» **WORK REQUEST**: Each entry below should be reproduced character for character.
Start of RECORDS SUPPLIED
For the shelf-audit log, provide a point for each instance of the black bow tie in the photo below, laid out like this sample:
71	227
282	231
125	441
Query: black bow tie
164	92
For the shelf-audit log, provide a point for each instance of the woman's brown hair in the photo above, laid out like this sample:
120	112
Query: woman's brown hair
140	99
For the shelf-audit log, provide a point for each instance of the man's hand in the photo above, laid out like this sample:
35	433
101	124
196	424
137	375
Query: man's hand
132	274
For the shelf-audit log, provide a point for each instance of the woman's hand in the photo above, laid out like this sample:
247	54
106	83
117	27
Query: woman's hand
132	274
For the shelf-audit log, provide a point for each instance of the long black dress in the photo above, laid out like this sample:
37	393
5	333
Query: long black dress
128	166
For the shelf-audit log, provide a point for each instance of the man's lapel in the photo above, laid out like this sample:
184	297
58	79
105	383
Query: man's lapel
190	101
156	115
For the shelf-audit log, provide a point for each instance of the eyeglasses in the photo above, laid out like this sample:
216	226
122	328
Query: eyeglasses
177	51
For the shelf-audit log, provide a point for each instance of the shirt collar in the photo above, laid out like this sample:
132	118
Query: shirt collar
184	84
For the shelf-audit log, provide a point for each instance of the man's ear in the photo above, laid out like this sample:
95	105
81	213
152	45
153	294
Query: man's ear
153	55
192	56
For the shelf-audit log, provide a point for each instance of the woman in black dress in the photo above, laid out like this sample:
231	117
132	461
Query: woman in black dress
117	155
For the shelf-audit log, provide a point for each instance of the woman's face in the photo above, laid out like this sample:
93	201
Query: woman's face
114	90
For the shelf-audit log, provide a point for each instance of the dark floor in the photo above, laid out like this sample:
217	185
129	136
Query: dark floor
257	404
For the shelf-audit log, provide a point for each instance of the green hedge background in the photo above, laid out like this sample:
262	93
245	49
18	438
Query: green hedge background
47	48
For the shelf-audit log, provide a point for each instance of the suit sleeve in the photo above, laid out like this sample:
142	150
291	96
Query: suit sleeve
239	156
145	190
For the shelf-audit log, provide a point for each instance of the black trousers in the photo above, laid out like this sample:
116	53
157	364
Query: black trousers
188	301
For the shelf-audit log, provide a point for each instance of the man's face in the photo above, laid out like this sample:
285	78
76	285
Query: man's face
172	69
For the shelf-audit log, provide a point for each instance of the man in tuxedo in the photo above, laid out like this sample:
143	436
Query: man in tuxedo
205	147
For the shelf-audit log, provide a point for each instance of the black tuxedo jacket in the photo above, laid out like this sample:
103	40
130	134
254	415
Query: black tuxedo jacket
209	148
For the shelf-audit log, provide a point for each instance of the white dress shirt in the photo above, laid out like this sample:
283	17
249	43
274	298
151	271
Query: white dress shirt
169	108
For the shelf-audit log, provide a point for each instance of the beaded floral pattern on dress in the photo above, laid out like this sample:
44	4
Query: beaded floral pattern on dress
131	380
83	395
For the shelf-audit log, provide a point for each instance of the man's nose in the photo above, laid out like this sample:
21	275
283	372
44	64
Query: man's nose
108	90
End of RECORDS SUPPLIED
» **FINISHED TASK**:
For the shelf-audit log, provide a point for each instance of the black bow tie in the photo below, laid out like this sample:
71	227
282	231
125	441
Query: black bow tie
164	92
For the shelf-audit log, provide a point for each instance of the woman's brown hair in the photo above, laid out like this sample:
120	112
Query: woman's brown hair
140	99
For the shelf-audit log, provide a point for each instance of the man's hand in the photo above, laid out like this sample:
35	433
101	124
196	424
137	375
Query: man's hand
132	274
For the shelf-audit log, provide a point for each instance of the woman's hand in the photo above, laid out like this sample:
247	54
106	83
117	27
Query: woman's hand
132	274
For the shelf-audit log, provide a point for each instance of the long black dress in the photo above, laid out like this sample:
37	393
5	333
Query: long black dress
128	166
For the shelf-audit log, provide a point for each instance of the man's lapel in the photo above, laid out like this sample:
184	297
58	79
105	383
Query: man's lapel
190	101
156	115
For the shelf-audit log, provide a point for each instance of the eyeglasses in the photo above, laid out like this sample:
216	226
122	328
Query: eyeglasses
177	51
For the shelf-audit log, provide a point for each instance of the shirt collar in the photo above, laid out like this sample:
132	118
Query: shirt collar
184	84
For the shelf-audit log, provide a point for each instance of the man's ear in the photo above, laid out like this sample:
95	105
81	213
152	45
153	294
Query: man's ear
153	55
192	56
For the shelf-audit log, provide a point for each instance of the woman in black dress in the photo above, laid out like this sample:
231	117
132	461
Query: woman in black dress
117	155
For the shelf-audit log, provide a point for each instance of the woman's face in the photo above, laid out like this sample:
93	201
Query: woman's face
114	90
For the shelf-audit log, provide a point for each instance of the dark floor in the photo above, laid out like this sample:
217	185
129	136
Query: dark floor
257	404
For the shelf-audit log, provide a point for each instance of the green hedge background in the photo above, laid out like this sample:
262	93
245	49
18	438
Query: green hedge background
47	48
For the shelf-audit log, provide a point for each instance of the suit sleeve in the photo above, laid out like this sample:
142	150
291	96
Query: suit sleeve
239	156
145	190
For the shelf-audit log, provide a point for each instance of the black trousers in the photo above, laid out like this sample:
116	53
157	364
Query: black trousers
188	301
For the shelf-audit log, provide a point for each instance of the man's face in the photo above, laid out like this sample:
285	78
76	285
Query: man's face
172	69
For the shelf-audit log, provide a point for each instance of the man in tuxedo in the photo above, laid out like this sample:
143	436
Query: man in tuxedo
205	147
For the shelf-audit log, provide a point for each instance of the black tuxedo jacket in the photo above, laid out like this sample:
103	40
130	134
254	415
Query: black tuxedo jacket
209	148
For the shelf-audit log, provide a point for each instance of the white dress shirt in the photo above, laid out like this sample:
283	17
249	43
274	298
151	271
Query: white dress shirt
169	108
For the shelf-audit log, provide a point for each instance of the beaded floral pattern on dress in the photo above, laid out like this sample:
44	4
Query: beaded floral pattern on dress
131	380
83	395
For the shelf-audit log, provide a point for each instance of the man's nose in the photo above, laid out like this sample:
21	275
283	372
44	64
Query: man's nose
108	90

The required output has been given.